__EXERCISE BRIEF__. Beginning at the line that contains "For the audit, pick out each instance of the yellow flag" and ending at the last line of the entries, write out each line exactly; include nothing outside that span.

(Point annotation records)
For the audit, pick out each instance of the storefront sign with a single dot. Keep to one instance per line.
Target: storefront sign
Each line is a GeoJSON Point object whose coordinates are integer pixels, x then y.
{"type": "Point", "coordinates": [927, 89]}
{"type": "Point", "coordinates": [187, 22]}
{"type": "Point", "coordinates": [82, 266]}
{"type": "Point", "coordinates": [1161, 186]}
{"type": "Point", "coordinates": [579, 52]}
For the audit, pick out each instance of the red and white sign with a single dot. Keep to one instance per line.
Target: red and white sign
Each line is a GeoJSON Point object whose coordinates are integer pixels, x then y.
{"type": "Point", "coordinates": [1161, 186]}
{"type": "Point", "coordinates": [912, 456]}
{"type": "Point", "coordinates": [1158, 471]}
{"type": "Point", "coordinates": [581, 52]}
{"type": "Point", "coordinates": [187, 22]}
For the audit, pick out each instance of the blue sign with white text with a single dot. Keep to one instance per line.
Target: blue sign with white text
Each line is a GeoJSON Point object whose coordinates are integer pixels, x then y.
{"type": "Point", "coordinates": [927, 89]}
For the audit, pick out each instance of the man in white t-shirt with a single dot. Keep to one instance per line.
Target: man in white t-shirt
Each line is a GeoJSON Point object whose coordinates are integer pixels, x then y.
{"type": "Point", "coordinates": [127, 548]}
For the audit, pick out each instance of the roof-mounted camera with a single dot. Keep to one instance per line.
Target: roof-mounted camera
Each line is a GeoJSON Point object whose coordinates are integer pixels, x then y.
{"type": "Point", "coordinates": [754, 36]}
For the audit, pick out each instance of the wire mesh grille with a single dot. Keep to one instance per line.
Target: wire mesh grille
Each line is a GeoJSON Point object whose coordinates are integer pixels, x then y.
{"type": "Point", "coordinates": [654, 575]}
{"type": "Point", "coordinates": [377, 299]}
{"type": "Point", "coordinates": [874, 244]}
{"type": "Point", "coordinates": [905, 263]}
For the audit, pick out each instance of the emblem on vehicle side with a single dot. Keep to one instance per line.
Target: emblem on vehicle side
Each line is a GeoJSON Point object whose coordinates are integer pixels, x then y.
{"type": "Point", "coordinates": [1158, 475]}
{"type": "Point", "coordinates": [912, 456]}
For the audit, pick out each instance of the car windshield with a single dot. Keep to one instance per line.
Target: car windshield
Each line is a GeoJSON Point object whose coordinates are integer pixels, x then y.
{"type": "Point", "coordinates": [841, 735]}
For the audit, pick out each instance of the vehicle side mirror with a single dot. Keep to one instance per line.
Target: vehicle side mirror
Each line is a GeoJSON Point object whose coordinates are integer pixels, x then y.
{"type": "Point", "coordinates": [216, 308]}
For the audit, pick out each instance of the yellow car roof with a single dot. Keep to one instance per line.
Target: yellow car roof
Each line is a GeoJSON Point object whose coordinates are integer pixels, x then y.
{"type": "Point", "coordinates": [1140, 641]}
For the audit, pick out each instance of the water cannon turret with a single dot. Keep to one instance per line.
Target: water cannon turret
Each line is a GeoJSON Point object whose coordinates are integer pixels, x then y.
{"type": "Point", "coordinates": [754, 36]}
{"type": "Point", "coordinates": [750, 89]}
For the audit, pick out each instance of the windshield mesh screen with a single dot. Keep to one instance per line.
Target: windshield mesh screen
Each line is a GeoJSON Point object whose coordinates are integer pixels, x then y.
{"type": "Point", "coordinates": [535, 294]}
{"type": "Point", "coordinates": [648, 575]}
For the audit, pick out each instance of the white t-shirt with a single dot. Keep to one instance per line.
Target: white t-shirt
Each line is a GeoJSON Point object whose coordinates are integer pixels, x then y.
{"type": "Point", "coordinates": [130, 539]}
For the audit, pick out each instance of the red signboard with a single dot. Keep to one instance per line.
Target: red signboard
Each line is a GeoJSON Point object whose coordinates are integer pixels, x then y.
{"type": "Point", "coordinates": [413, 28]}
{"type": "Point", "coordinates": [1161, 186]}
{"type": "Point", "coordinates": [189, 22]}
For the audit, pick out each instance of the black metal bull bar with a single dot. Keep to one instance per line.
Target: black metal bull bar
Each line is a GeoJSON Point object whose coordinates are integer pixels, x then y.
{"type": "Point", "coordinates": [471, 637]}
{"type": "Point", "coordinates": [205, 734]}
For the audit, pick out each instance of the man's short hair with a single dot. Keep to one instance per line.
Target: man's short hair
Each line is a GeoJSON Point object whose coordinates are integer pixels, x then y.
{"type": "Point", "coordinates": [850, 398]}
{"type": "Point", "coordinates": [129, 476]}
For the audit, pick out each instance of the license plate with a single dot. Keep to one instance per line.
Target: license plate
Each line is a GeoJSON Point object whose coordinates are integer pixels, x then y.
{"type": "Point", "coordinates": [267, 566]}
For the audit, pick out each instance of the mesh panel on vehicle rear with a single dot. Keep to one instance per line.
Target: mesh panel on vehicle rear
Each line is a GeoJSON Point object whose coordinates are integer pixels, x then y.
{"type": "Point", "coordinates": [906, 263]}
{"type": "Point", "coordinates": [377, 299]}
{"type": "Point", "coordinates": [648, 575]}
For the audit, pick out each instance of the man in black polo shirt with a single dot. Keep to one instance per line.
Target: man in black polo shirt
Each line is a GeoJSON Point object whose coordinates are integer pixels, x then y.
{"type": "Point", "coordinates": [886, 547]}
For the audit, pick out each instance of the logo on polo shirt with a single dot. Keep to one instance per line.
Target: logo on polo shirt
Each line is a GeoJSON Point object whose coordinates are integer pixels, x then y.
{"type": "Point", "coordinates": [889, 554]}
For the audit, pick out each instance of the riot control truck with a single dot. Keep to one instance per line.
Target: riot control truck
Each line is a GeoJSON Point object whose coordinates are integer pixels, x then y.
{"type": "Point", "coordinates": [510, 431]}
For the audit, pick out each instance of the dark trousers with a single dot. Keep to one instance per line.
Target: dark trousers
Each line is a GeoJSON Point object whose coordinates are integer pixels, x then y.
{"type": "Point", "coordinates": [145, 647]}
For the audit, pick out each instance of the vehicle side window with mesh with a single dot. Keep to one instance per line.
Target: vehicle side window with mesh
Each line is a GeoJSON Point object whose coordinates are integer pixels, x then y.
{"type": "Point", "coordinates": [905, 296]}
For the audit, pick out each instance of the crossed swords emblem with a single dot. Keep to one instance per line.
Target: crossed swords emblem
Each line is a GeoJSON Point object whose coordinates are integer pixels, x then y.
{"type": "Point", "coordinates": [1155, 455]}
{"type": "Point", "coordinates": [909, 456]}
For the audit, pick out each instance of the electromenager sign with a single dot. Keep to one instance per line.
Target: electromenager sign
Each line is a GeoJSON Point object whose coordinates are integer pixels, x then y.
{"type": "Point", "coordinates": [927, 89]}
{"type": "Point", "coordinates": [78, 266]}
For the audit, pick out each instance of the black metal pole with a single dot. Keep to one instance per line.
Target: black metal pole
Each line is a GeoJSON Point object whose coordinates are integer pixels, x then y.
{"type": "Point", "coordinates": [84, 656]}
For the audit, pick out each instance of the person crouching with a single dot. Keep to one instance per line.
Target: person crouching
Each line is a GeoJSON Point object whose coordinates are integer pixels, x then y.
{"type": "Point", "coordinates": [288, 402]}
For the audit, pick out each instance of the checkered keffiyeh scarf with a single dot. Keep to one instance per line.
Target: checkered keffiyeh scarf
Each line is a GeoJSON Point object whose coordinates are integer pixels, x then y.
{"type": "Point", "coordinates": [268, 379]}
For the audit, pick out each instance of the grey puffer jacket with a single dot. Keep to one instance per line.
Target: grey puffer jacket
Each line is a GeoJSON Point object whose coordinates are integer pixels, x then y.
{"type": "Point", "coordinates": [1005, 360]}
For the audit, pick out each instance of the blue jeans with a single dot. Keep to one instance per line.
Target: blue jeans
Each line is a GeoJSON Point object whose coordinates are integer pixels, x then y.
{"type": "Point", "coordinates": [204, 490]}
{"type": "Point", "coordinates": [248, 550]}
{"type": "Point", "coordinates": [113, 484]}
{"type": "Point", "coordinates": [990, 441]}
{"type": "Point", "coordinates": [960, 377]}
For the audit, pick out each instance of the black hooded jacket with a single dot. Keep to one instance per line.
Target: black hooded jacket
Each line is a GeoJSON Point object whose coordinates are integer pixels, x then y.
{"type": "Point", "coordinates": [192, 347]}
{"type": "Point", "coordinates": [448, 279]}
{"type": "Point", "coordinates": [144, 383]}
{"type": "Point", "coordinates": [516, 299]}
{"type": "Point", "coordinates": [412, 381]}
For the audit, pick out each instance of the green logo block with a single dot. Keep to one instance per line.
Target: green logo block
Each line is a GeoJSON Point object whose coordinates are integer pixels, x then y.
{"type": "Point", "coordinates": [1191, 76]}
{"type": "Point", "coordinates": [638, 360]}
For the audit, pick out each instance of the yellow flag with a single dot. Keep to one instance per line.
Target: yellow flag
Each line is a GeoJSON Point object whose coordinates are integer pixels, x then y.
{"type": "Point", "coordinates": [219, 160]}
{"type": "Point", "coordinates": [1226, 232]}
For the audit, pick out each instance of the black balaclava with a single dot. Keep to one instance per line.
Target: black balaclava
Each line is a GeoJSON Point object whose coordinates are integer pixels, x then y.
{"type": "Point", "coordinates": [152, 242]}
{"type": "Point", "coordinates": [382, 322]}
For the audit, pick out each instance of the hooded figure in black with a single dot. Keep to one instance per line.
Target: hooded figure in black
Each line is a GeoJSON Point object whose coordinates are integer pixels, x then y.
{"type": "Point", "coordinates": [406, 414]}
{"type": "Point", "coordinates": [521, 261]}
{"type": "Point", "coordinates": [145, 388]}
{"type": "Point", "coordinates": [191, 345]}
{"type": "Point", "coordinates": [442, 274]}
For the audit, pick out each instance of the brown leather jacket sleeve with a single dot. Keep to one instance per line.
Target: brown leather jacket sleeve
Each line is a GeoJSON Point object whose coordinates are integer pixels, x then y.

__TASK OUTPUT__.
For the audit, pick out each instance of the yellow flag with a single dot. Keep to one instance per line.
Target: yellow flag
Each line is a GeoJSON Point object whose coordinates are integer pixels, x then y.
{"type": "Point", "coordinates": [219, 160]}
{"type": "Point", "coordinates": [1226, 232]}
For the audit, pick out each instance of the black balaclava with a single dot. Keep to one instance per line.
Target: black balaclava
Each line is a GeoJSON Point object whose coordinates are integer pixels, x then y.
{"type": "Point", "coordinates": [152, 242]}
{"type": "Point", "coordinates": [382, 322]}
For the audit, pick out each instance of the hooded figure in black with a single dot. Keep to one instance per line.
Target: hooded figure in black
Each line is a GeoJSON Point object whose coordinates are integer pixels, x then y.
{"type": "Point", "coordinates": [406, 414]}
{"type": "Point", "coordinates": [521, 261]}
{"type": "Point", "coordinates": [145, 388]}
{"type": "Point", "coordinates": [191, 345]}
{"type": "Point", "coordinates": [442, 274]}
For the audit, pick out each instance of the brown leather jacket sleeve with a single dot. Keep to one instance per line.
Target: brown leather jacket sleeve
Each line is a GeoJSON Point object whose coordinates are integer pixels, x then y.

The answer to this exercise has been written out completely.